__Problem to work on__
An exact copy of the data below is needed; please leave out any pictures.

(Saved entries)
——
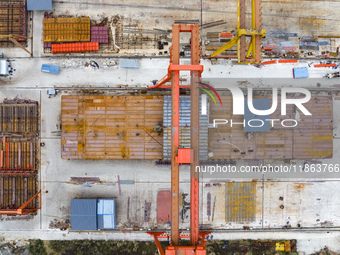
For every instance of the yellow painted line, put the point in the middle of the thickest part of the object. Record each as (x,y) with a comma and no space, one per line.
(322,138)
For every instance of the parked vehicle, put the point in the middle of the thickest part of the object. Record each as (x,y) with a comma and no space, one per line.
(332,75)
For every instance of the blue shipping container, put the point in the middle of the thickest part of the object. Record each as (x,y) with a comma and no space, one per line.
(301,72)
(50,69)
——
__Answer to this exercise__
For every instance of the yellow painted line, put the point in the middle of the thickest part of the object. Record each as (x,y) with a comma and no space, one per line.
(322,138)
For every instance of the parked vehicle, put the point in the middle of the thickest part of the object. Record each as (x,y) with a comma and no space, one per line.
(332,75)
For every instance of the blue shipping container, put the point in the middle of the thickest part of the object. Record each as (x,y) with a comma and no space, one per line.
(301,72)
(50,69)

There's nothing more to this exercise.